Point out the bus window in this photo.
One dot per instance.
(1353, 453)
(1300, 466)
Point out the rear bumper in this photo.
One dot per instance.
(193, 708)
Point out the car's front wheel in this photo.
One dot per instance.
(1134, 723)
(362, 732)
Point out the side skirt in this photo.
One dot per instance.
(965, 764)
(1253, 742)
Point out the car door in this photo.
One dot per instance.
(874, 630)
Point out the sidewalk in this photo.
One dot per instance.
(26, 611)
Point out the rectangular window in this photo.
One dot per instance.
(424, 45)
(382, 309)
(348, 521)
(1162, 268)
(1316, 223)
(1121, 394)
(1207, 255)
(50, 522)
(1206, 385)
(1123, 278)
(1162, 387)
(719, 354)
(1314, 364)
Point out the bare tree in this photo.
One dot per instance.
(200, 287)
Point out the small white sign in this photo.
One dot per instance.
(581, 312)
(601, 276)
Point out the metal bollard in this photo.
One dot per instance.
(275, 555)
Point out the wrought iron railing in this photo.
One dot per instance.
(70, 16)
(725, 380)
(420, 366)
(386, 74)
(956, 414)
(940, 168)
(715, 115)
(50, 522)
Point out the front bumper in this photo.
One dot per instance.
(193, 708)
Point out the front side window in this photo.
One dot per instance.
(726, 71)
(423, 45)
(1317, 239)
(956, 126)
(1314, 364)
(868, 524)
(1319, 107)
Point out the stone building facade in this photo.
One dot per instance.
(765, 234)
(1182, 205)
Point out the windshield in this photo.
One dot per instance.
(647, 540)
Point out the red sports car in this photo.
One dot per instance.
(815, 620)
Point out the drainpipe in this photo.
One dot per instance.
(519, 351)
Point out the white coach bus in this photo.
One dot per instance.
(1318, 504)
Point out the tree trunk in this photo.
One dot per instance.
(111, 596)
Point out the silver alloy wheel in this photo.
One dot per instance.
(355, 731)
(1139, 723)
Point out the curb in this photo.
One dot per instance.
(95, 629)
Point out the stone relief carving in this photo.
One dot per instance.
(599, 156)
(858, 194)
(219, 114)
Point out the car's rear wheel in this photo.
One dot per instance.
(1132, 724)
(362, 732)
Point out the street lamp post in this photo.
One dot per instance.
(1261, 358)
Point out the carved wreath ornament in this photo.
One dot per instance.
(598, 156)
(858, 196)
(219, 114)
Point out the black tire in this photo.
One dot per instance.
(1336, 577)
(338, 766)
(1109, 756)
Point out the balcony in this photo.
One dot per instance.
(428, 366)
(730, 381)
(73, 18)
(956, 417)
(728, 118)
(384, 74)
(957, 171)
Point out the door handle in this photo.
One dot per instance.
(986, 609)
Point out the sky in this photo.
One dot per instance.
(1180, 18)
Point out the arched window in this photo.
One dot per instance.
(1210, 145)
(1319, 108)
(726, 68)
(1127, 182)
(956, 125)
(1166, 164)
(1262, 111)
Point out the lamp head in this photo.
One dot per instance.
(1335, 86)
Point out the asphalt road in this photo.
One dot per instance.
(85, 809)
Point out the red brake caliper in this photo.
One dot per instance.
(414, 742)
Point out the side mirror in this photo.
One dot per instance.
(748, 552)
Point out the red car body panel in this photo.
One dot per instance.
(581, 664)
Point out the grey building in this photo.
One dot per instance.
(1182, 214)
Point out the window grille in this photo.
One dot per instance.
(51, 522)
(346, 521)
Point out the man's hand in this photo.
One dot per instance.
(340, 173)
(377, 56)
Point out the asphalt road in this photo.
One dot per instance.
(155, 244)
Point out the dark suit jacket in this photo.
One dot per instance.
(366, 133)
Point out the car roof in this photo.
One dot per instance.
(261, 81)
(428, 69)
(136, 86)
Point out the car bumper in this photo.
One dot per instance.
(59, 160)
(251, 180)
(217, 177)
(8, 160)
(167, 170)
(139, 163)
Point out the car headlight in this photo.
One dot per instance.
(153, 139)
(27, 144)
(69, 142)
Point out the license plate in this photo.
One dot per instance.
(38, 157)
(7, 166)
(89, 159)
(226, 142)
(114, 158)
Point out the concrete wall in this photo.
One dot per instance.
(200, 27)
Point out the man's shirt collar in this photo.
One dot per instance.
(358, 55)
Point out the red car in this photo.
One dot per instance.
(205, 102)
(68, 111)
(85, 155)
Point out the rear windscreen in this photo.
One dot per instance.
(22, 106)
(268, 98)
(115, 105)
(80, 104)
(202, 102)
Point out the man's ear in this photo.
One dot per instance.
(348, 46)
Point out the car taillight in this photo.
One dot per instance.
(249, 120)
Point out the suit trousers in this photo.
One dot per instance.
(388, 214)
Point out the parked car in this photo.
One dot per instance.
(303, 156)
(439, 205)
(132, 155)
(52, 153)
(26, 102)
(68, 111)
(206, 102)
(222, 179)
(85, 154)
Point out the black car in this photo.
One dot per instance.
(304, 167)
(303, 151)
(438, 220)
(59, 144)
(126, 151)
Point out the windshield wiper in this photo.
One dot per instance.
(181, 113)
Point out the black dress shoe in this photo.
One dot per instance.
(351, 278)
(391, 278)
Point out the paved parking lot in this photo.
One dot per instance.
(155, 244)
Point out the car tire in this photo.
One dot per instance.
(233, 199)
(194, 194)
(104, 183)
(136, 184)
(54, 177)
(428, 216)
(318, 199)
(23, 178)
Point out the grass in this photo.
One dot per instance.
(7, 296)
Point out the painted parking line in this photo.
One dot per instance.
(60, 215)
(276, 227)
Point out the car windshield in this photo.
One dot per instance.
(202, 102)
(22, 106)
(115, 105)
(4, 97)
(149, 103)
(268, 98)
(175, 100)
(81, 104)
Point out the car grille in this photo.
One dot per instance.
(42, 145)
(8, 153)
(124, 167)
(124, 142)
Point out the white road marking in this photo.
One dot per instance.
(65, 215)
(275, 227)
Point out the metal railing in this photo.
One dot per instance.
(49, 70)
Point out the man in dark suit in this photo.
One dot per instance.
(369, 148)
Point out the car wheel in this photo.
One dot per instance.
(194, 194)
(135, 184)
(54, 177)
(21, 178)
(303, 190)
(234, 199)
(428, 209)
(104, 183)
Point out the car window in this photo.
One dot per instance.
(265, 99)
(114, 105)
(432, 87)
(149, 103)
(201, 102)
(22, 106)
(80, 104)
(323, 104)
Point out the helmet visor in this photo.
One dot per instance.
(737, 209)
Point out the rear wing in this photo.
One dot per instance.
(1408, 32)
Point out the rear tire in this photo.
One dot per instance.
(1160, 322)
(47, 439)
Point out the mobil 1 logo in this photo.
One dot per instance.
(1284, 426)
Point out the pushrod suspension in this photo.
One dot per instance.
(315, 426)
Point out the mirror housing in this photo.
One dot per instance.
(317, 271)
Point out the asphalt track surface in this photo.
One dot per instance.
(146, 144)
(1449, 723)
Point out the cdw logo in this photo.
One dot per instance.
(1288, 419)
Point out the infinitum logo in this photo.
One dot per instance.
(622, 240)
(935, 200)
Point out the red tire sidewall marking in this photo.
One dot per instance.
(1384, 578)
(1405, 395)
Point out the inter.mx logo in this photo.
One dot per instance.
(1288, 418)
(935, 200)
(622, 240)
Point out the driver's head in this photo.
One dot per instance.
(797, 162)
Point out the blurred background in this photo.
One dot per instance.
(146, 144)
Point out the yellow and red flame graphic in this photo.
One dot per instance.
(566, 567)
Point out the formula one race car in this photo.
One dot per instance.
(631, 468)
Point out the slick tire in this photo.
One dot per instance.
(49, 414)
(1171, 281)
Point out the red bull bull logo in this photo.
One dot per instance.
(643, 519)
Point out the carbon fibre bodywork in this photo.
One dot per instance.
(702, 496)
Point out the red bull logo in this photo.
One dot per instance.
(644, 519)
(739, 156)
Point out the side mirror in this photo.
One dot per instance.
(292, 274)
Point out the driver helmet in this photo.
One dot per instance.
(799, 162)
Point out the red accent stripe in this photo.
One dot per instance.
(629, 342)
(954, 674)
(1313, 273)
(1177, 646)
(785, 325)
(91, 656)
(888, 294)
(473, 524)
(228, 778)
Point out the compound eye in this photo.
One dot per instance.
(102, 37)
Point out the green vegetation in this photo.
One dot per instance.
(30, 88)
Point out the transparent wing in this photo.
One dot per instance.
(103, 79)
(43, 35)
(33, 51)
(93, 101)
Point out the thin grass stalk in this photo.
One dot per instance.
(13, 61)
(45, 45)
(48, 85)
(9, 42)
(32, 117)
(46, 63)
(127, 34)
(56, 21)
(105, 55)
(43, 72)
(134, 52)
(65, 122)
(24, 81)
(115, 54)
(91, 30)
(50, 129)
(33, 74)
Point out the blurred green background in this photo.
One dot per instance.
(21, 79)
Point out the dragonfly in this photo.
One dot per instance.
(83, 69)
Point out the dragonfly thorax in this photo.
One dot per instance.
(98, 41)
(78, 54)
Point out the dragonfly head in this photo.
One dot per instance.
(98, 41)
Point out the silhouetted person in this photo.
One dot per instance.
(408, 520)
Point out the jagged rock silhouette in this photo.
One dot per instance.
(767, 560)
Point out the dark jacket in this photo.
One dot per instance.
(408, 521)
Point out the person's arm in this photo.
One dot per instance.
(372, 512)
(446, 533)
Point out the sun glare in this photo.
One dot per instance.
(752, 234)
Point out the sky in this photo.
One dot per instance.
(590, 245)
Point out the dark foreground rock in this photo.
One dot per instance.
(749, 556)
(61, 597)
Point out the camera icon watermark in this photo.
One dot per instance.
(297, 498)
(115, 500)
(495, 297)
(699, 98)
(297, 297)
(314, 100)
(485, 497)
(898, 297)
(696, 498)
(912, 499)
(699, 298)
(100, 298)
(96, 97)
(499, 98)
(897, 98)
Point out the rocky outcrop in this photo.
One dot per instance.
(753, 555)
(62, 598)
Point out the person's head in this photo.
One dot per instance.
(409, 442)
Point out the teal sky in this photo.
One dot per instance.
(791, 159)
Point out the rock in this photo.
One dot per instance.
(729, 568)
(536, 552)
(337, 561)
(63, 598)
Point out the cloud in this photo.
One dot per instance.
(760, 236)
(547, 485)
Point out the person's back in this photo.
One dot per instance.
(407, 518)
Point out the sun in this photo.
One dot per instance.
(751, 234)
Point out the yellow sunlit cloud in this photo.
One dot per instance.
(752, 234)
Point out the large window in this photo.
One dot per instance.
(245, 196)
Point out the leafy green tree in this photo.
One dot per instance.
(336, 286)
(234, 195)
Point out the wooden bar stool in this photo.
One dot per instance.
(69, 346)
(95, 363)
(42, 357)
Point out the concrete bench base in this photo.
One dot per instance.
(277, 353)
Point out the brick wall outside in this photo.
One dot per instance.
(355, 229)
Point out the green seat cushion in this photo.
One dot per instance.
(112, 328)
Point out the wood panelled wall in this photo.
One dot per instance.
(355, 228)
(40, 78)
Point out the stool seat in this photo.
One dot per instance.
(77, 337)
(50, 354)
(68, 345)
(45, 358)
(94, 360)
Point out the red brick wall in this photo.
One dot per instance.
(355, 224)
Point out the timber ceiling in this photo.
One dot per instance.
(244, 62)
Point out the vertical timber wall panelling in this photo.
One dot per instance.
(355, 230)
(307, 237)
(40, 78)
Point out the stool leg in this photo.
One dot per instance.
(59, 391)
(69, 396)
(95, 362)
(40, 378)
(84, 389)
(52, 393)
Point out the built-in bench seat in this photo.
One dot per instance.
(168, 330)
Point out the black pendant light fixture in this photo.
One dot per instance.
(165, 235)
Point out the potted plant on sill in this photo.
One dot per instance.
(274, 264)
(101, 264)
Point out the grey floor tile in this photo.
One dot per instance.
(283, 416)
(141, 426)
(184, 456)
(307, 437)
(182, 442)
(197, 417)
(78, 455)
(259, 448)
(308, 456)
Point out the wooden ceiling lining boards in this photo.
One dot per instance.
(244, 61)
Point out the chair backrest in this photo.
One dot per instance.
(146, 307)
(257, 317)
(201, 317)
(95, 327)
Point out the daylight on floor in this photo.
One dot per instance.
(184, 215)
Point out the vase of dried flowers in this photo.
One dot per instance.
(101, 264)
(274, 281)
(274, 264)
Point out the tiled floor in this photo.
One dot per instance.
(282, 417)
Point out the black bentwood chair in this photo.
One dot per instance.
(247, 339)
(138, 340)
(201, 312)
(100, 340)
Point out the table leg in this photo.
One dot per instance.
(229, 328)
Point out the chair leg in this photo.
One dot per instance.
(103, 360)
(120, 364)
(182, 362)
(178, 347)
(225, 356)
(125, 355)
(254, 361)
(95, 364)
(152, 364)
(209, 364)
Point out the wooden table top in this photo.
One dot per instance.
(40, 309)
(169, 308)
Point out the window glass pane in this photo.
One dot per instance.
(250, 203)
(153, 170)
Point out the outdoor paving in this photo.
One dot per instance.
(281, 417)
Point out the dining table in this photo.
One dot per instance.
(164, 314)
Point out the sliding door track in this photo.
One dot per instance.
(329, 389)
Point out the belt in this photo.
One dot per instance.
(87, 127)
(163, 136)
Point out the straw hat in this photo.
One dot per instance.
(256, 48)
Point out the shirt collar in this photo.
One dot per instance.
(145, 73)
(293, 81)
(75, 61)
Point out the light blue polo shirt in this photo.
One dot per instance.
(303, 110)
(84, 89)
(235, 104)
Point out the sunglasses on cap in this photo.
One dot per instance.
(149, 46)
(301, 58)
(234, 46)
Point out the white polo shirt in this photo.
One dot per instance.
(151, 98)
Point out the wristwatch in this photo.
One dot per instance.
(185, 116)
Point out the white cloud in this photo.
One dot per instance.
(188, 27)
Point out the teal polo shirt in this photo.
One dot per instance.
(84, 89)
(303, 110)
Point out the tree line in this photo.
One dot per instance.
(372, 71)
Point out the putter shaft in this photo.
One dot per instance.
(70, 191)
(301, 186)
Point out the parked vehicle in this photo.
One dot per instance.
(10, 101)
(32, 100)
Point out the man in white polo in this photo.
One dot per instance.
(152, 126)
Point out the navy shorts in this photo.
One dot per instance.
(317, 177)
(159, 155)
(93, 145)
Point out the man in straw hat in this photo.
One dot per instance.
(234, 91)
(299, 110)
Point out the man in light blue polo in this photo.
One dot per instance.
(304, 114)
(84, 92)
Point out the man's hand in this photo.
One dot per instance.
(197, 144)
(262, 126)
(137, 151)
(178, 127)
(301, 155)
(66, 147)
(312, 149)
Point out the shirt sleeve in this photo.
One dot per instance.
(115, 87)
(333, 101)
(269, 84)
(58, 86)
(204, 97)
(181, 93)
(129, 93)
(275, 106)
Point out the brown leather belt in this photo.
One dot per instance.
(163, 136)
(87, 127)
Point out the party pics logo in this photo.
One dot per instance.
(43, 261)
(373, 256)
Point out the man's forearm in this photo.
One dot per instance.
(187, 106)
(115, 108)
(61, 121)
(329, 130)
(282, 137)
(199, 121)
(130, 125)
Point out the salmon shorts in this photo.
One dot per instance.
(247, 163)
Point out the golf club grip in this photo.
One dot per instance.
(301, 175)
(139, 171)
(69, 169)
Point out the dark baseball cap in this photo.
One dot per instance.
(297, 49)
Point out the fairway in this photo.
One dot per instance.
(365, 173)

------------------------------------------------------------

▶ **Task**
Can you put the lines of the listing into a numbered list, starting at the line containing "Point out the fairway in this photo." and ending at the last line of the listing, with blank lines left out?

▶ **Answer**
1. Point out the fairway in this photo.
2. One dot per instance.
3. (365, 173)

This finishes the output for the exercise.